===== Records =====
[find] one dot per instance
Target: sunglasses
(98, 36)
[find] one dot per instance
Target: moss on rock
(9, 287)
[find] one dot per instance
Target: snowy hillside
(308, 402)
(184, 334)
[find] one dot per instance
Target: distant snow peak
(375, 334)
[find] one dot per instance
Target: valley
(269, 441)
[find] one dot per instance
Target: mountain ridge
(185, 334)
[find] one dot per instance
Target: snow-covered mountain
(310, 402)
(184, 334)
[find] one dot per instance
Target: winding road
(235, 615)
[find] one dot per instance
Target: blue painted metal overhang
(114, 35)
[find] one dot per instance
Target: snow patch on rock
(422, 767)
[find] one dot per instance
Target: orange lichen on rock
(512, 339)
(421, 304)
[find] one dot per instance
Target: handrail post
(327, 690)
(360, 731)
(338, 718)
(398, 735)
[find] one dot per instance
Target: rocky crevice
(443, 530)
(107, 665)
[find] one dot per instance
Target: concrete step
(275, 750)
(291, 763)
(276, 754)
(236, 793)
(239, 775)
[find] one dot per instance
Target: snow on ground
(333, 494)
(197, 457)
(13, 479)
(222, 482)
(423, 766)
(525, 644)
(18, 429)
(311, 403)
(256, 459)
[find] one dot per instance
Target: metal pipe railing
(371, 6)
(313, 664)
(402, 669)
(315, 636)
=====
### Problem
Write the listing out again, exactly as shown above.

### Result of this task
[find] one dot per instance
Target: sunglasses
(98, 36)
[find] one dot per instance
Target: moss on rock
(9, 287)
[find] one dot per instance
Target: snowy hillside
(308, 402)
(184, 334)
[find] one dot per instance
Target: distant snow peak
(375, 334)
[find] one dot per instance
Target: valley
(269, 441)
[find] one dot per instance
Target: mountain ridge
(185, 334)
[find] one dot per instance
Target: snow-covered mountain
(310, 402)
(184, 334)
[find] one dot per instance
Target: winding road
(235, 615)
[find] one dot per instance
Target: blue painted metal overhang
(114, 35)
[find] one dot per instance
Target: snow patch on rock
(422, 767)
[find] one dot per instance
Target: orange lichen on rock
(512, 339)
(421, 304)
[find] one dot per instance
Target: handrail post
(327, 690)
(360, 731)
(338, 718)
(398, 735)
[find] one dot per instance
Target: rocky crevice
(443, 530)
(107, 665)
[find] one dot per instance
Target: concrete step
(275, 750)
(291, 763)
(276, 754)
(236, 793)
(239, 775)
[find] one dot per instance
Target: snow on ground
(333, 494)
(197, 457)
(13, 479)
(222, 482)
(423, 766)
(525, 644)
(18, 429)
(311, 403)
(256, 459)
[find] one dot per instance
Target: metal pipe railing
(371, 6)
(313, 664)
(402, 669)
(315, 636)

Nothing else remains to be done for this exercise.